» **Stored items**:
┄┄┄┄┄┄
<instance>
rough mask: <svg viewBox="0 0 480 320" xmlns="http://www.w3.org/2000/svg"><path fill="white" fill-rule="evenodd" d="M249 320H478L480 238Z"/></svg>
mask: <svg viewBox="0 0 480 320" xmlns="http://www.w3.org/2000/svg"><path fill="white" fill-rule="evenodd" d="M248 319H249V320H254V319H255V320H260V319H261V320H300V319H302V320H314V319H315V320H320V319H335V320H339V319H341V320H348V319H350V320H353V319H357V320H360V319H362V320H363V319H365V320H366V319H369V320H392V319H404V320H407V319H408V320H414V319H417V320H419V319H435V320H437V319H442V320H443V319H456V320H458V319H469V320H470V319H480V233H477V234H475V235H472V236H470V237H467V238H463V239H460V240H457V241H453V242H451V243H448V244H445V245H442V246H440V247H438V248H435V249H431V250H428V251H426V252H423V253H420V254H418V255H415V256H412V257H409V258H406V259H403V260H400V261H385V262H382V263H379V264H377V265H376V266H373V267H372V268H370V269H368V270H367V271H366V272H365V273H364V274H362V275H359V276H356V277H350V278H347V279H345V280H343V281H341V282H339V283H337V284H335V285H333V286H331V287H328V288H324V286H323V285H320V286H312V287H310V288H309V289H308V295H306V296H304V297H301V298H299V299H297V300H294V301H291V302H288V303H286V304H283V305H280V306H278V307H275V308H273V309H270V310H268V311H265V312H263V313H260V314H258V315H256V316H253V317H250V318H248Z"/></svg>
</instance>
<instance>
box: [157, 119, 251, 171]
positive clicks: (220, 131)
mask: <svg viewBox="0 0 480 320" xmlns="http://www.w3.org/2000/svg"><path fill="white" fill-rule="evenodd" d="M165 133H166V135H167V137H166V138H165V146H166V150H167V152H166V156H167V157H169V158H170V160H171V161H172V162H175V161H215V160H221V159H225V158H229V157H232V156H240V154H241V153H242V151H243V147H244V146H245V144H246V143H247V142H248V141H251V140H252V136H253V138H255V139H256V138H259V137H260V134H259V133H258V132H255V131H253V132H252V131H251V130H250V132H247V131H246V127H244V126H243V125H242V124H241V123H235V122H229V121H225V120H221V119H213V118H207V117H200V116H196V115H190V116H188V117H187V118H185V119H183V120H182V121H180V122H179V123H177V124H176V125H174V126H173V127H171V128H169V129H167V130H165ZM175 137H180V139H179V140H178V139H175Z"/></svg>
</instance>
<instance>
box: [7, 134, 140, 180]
┄┄┄┄┄┄
» **What to do**:
Recopy the records without any alteration.

» **The completed task**:
<instance>
rough mask: <svg viewBox="0 0 480 320" xmlns="http://www.w3.org/2000/svg"><path fill="white" fill-rule="evenodd" d="M249 320H478L480 238Z"/></svg>
mask: <svg viewBox="0 0 480 320" xmlns="http://www.w3.org/2000/svg"><path fill="white" fill-rule="evenodd" d="M248 319H249V320H254V319H255V320H260V319H261V320H300V319H302V320H314V319H315V320H320V319H335V320H339V319H341V320H348V319H350V320H353V319H357V320H360V319H362V320H363V319H365V320H366V319H369V320H392V319H404V320H407V319H408V320H414V319H417V320H419V319H435V320H437V319H442V320H443V319H456V320H458V319H469V320H470V319H480V233H477V234H475V235H472V236H470V237H467V238H463V239H460V240H457V241H453V242H451V243H448V244H445V245H442V246H440V247H438V248H435V249H431V250H428V251H426V252H423V253H420V254H418V255H415V256H412V257H409V258H406V259H403V260H400V261H385V262H382V263H379V264H377V265H376V266H373V267H372V268H370V269H368V270H367V271H366V272H365V273H364V274H362V275H359V276H356V277H350V278H347V279H345V280H343V281H341V282H339V283H337V284H335V285H333V286H331V287H328V288H324V286H323V285H320V286H312V287H310V288H309V289H308V295H306V296H304V297H301V298H299V299H297V300H294V301H291V302H288V303H286V304H283V305H280V306H278V307H275V308H273V309H270V310H268V311H265V312H263V313H260V314H258V315H256V316H253V317H250V318H248Z"/></svg>
</instance>
<instance>
box: [157, 119, 251, 171]
positive clicks: (220, 131)
mask: <svg viewBox="0 0 480 320" xmlns="http://www.w3.org/2000/svg"><path fill="white" fill-rule="evenodd" d="M165 133H166V135H167V137H166V138H165V146H166V150H167V152H166V156H167V157H169V158H170V160H171V161H172V162H175V161H215V160H221V159H225V158H229V157H232V156H240V154H241V153H242V151H243V147H244V146H245V144H246V143H247V142H248V141H251V140H252V136H253V138H255V139H256V138H259V137H260V134H259V133H258V132H255V131H253V132H252V131H251V130H250V132H247V131H246V127H244V126H243V125H242V124H241V123H235V122H229V121H225V120H221V119H213V118H207V117H200V116H196V115H190V116H188V117H187V118H185V119H183V120H182V121H180V122H179V123H177V124H176V125H174V126H173V127H171V128H169V129H167V130H165ZM175 137H180V139H179V140H178V139H175Z"/></svg>
</instance>
<instance>
box: [7, 134, 140, 180]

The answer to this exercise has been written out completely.